Material
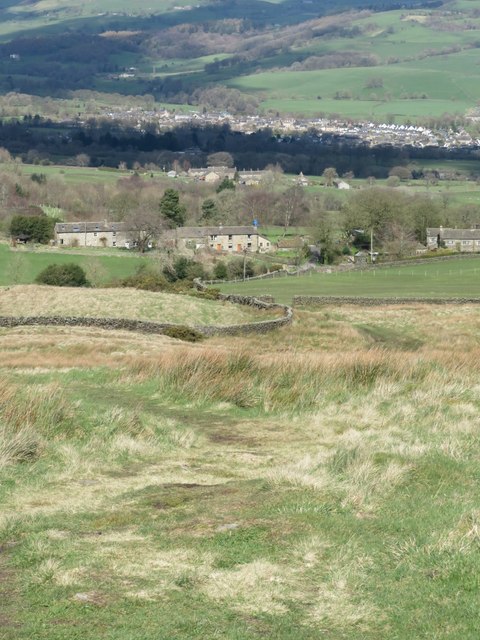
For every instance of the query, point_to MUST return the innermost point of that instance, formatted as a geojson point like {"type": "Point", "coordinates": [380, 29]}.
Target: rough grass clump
{"type": "Point", "coordinates": [28, 416]}
{"type": "Point", "coordinates": [182, 332]}
{"type": "Point", "coordinates": [22, 445]}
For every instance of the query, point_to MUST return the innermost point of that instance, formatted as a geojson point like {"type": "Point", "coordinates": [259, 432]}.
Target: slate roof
{"type": "Point", "coordinates": [202, 232]}
{"type": "Point", "coordinates": [447, 233]}
{"type": "Point", "coordinates": [89, 227]}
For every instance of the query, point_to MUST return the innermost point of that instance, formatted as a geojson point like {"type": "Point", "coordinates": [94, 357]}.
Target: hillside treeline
{"type": "Point", "coordinates": [42, 142]}
{"type": "Point", "coordinates": [398, 218]}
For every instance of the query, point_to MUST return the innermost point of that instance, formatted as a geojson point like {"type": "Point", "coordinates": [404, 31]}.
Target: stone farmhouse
{"type": "Point", "coordinates": [212, 174]}
{"type": "Point", "coordinates": [221, 239]}
{"type": "Point", "coordinates": [92, 234]}
{"type": "Point", "coordinates": [465, 240]}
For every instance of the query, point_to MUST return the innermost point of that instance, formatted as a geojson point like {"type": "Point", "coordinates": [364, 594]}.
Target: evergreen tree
{"type": "Point", "coordinates": [171, 209]}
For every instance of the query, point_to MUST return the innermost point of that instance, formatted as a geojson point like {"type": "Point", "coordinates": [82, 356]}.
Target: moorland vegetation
{"type": "Point", "coordinates": [309, 483]}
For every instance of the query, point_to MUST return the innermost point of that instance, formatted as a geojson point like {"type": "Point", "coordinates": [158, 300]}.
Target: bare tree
{"type": "Point", "coordinates": [145, 227]}
{"type": "Point", "coordinates": [294, 207]}
{"type": "Point", "coordinates": [329, 176]}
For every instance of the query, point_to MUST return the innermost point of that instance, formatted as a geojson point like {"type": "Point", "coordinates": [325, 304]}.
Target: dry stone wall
{"type": "Point", "coordinates": [142, 326]}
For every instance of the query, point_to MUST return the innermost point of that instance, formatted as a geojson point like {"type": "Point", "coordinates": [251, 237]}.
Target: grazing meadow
{"type": "Point", "coordinates": [452, 278]}
{"type": "Point", "coordinates": [320, 481]}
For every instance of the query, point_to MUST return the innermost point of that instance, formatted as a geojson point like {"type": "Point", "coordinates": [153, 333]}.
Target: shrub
{"type": "Point", "coordinates": [220, 271]}
{"type": "Point", "coordinates": [33, 228]}
{"type": "Point", "coordinates": [63, 275]}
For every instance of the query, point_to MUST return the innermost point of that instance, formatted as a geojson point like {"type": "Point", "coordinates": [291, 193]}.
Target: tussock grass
{"type": "Point", "coordinates": [231, 485]}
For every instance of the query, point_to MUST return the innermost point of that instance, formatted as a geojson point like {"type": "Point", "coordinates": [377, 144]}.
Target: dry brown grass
{"type": "Point", "coordinates": [337, 429]}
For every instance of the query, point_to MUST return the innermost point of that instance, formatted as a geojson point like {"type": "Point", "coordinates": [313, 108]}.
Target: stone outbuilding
{"type": "Point", "coordinates": [91, 234]}
{"type": "Point", "coordinates": [221, 239]}
{"type": "Point", "coordinates": [463, 240]}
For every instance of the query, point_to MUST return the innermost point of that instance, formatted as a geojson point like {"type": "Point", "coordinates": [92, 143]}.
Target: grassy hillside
{"type": "Point", "coordinates": [447, 279]}
{"type": "Point", "coordinates": [22, 266]}
{"type": "Point", "coordinates": [236, 489]}
{"type": "Point", "coordinates": [399, 65]}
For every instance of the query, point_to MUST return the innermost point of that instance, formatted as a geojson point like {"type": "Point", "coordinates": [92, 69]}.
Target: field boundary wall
{"type": "Point", "coordinates": [142, 326]}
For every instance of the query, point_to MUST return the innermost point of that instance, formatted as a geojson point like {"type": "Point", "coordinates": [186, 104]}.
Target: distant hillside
{"type": "Point", "coordinates": [364, 59]}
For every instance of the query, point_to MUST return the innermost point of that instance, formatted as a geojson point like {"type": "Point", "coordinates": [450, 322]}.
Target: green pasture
{"type": "Point", "coordinates": [438, 279]}
{"type": "Point", "coordinates": [80, 175]}
{"type": "Point", "coordinates": [21, 266]}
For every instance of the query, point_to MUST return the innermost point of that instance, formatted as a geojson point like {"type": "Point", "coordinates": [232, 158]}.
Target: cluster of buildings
{"type": "Point", "coordinates": [226, 239]}
{"type": "Point", "coordinates": [232, 239]}
{"type": "Point", "coordinates": [369, 133]}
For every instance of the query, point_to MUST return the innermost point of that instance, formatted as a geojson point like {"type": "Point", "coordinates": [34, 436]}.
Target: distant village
{"type": "Point", "coordinates": [321, 130]}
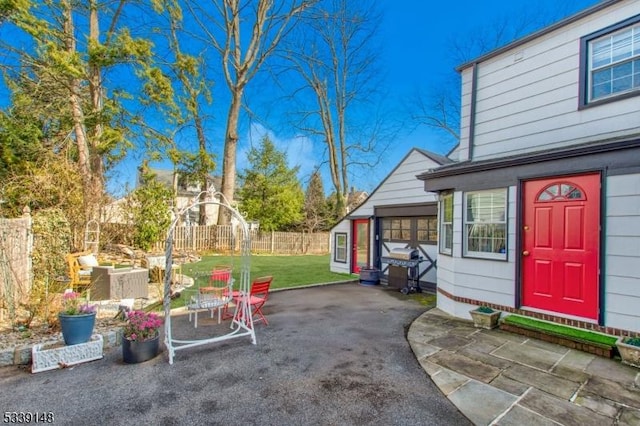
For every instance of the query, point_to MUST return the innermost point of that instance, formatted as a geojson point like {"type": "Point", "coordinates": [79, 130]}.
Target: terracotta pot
{"type": "Point", "coordinates": [485, 320]}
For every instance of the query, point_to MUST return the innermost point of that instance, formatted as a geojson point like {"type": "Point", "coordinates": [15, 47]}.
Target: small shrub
{"type": "Point", "coordinates": [485, 310]}
{"type": "Point", "coordinates": [634, 341]}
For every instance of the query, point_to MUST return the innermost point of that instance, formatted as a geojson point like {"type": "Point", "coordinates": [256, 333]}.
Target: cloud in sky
{"type": "Point", "coordinates": [300, 151]}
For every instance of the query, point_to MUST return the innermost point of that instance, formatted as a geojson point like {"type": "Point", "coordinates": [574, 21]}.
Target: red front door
{"type": "Point", "coordinates": [561, 241]}
{"type": "Point", "coordinates": [360, 252]}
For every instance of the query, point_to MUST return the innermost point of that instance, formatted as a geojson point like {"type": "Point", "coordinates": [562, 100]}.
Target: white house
{"type": "Point", "coordinates": [398, 213]}
{"type": "Point", "coordinates": [540, 215]}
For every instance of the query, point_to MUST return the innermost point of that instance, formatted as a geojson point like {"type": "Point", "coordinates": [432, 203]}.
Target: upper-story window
{"type": "Point", "coordinates": [446, 223]}
{"type": "Point", "coordinates": [612, 61]}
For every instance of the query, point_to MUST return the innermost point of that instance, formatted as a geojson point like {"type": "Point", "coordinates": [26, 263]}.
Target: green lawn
{"type": "Point", "coordinates": [561, 330]}
{"type": "Point", "coordinates": [287, 271]}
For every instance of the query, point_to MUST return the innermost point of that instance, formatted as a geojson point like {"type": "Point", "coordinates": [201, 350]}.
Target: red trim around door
{"type": "Point", "coordinates": [561, 245]}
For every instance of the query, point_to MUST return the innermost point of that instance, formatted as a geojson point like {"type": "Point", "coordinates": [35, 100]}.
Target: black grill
{"type": "Point", "coordinates": [404, 270]}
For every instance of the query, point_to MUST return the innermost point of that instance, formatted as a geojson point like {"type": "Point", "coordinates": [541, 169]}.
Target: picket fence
{"type": "Point", "coordinates": [16, 246]}
{"type": "Point", "coordinates": [222, 239]}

What to do
Repeat the material above verbatim, with no pictures in the output.

Answer to this exercise
For every instance of the query, point_to MUST return the innermost point of that instance, formatted as a geojson point like {"type": "Point", "coordinates": [380, 29]}.
Target: rough grass clump
{"type": "Point", "coordinates": [28, 416]}
{"type": "Point", "coordinates": [182, 332]}
{"type": "Point", "coordinates": [22, 445]}
For every instance of the query, point_to MUST return the innermost point of that instance, formatted as a geojson point like {"type": "Point", "coordinates": [259, 432]}.
Target: slate roof
{"type": "Point", "coordinates": [202, 232]}
{"type": "Point", "coordinates": [447, 233]}
{"type": "Point", "coordinates": [89, 227]}
For every instance of the query, point_to MUST return the innermost point of that instance, formatted as a geojson point like {"type": "Point", "coordinates": [94, 357]}.
Target: hillside treeline
{"type": "Point", "coordinates": [42, 142]}
{"type": "Point", "coordinates": [398, 218]}
For every instance of the query, point_to MUST return the innermost point of that instance, formatted as a geojson point like {"type": "Point", "coordinates": [404, 31]}.
Target: stone farmhouse
{"type": "Point", "coordinates": [212, 174]}
{"type": "Point", "coordinates": [221, 239]}
{"type": "Point", "coordinates": [92, 234]}
{"type": "Point", "coordinates": [465, 240]}
For every instance of the query, point_to MUST return the innermost point of that instance, formatted as a geojson point like {"type": "Point", "coordinates": [364, 594]}.
Target: evergreen tree
{"type": "Point", "coordinates": [171, 209]}
For every instance of the query, point_to MUST return the innermost point of that instance, formatted as a geojson point like {"type": "Point", "coordinates": [82, 356]}.
Target: moorland vegetation
{"type": "Point", "coordinates": [309, 483]}
For every instance of the query, point_to MUST return the innermost point of that instance, formatted as a geojson point like {"type": "Point", "coordinates": [158, 300]}.
Target: bare tree
{"type": "Point", "coordinates": [145, 227]}
{"type": "Point", "coordinates": [294, 207]}
{"type": "Point", "coordinates": [329, 176]}
For every instance of the query, point_to MUST return the innermost point of that instance, formatted as a geojson point like {"type": "Point", "coordinates": [325, 304]}.
Target: dry stone wall
{"type": "Point", "coordinates": [142, 326]}
For every instance of the query, point_to MUST return the innermost point of that instance, formatted as a geojson point like {"type": "Point", "coordinates": [251, 237]}.
Target: grazing meadow
{"type": "Point", "coordinates": [452, 278]}
{"type": "Point", "coordinates": [320, 481]}
For every instance of the query, point_to MUST return the innermost point of that instance, formatted as a geojson point like {"type": "Point", "coordinates": [153, 333]}.
Target: shrub
{"type": "Point", "coordinates": [220, 271]}
{"type": "Point", "coordinates": [33, 228]}
{"type": "Point", "coordinates": [63, 275]}
For every instance of the query, point_to MUST return the innermost point of that instance, formatted as a geojson point like {"type": "Point", "coordinates": [291, 193]}.
Target: tussock grass
{"type": "Point", "coordinates": [231, 485]}
For every instance of the query, point_to MUST return the innermost point of that instance, formatted as a geojson point like {"type": "Point", "coordinates": [377, 144]}.
Target: dry brown grass
{"type": "Point", "coordinates": [337, 429]}
For every instance of the query, point_to MUST return the innermost point of that instance, formatted as a geojson point like {"type": "Point", "coordinates": [313, 108]}.
Target: stone outbuilding
{"type": "Point", "coordinates": [91, 234]}
{"type": "Point", "coordinates": [221, 239]}
{"type": "Point", "coordinates": [463, 240]}
For every instance of the query, point_to MUST return the innermost point of that instance, formatted as a geojson point like {"type": "Point", "coordinates": [92, 143]}.
Target: grassy hillside
{"type": "Point", "coordinates": [447, 279]}
{"type": "Point", "coordinates": [22, 266]}
{"type": "Point", "coordinates": [236, 489]}
{"type": "Point", "coordinates": [399, 65]}
For every instance of the query, point_to MUST return the innermost point of that instance, formatted as a geojson point like {"type": "Point", "coordinates": [92, 69]}.
Target: field boundary wall
{"type": "Point", "coordinates": [142, 326]}
For every instance of the query, point_to MUST return the innermost point of that instance, formatted as a geojson point like {"type": "Point", "coordinates": [186, 104]}.
Target: distant hillside
{"type": "Point", "coordinates": [364, 59]}
For every instance of the query, point_to MUST return the innermost point of that instance, formatted as a geojson point like {"type": "Point", "coordinates": [450, 322]}.
Target: green pasture
{"type": "Point", "coordinates": [438, 279]}
{"type": "Point", "coordinates": [80, 175]}
{"type": "Point", "coordinates": [21, 266]}
For every instance of the query, point_to MUST return the innermost point of that instance, formatted as a geojson point like {"type": "Point", "coordinates": [232, 158]}.
Target: cluster of buildings
{"type": "Point", "coordinates": [226, 239]}
{"type": "Point", "coordinates": [232, 239]}
{"type": "Point", "coordinates": [369, 133]}
For every instance of the query, point_to MUST return the innermost point of that instance, formatted as a geojson point like {"type": "Point", "coordinates": [34, 436]}.
Target: distant village
{"type": "Point", "coordinates": [321, 130]}
For every instance of the query, point_to MUST return the innermost point of that instance, formatted as a geojson point like {"type": "Point", "coordinates": [79, 130]}.
Target: terracotta pot
{"type": "Point", "coordinates": [485, 320]}
For every instance of the query, point_to MUST return the innermost point of that instance, formatted as a geojson point like {"type": "Point", "coordinates": [15, 47]}.
Target: small shrub
{"type": "Point", "coordinates": [485, 310]}
{"type": "Point", "coordinates": [634, 341]}
For every instance of the query, point_to MUST return the innermost point of that instance, formatted as a geojson point like {"type": "Point", "coordinates": [256, 333]}.
Target: cloud in sky
{"type": "Point", "coordinates": [300, 151]}
For every instance of the query, point_to MUST return the innermost point of that instance, formatted as a geojson point like {"type": "Point", "coordinates": [574, 21]}.
Target: red front door
{"type": "Point", "coordinates": [561, 241]}
{"type": "Point", "coordinates": [360, 252]}
For every instance of the query, point_to MUST return the innermost point of that instance, formatted as a geojson point like {"type": "Point", "coordinates": [562, 100]}.
Target: white house
{"type": "Point", "coordinates": [398, 213]}
{"type": "Point", "coordinates": [540, 215]}
For every instance of the query, point_to MUST return the innermost point of that instance, formatted as a geojson point like {"type": "Point", "coordinates": [432, 203]}.
Target: upper-story window
{"type": "Point", "coordinates": [446, 223]}
{"type": "Point", "coordinates": [612, 61]}
For every instance of the query, point_to MUST return the innermost point of that instance, formatted as a geojson point like {"type": "Point", "coordinates": [26, 263]}.
Target: green lawn
{"type": "Point", "coordinates": [561, 330]}
{"type": "Point", "coordinates": [287, 271]}
For every instance of the query, point_to MUST return the innermost point of that instance, formatted as a geojson point like {"type": "Point", "coordinates": [201, 350]}.
Target: red trim around door
{"type": "Point", "coordinates": [561, 245]}
For every instance of the query, point_to MUST return the innermost point of that instance, formatted as a geojson point like {"type": "Point", "coordinates": [35, 100]}.
Target: black grill
{"type": "Point", "coordinates": [404, 270]}
For every instance of the query, point_to MUST return the innermost point of that instance, formatted as a geojson point like {"type": "Point", "coordinates": [541, 169]}.
Target: picket fence
{"type": "Point", "coordinates": [16, 246]}
{"type": "Point", "coordinates": [222, 239]}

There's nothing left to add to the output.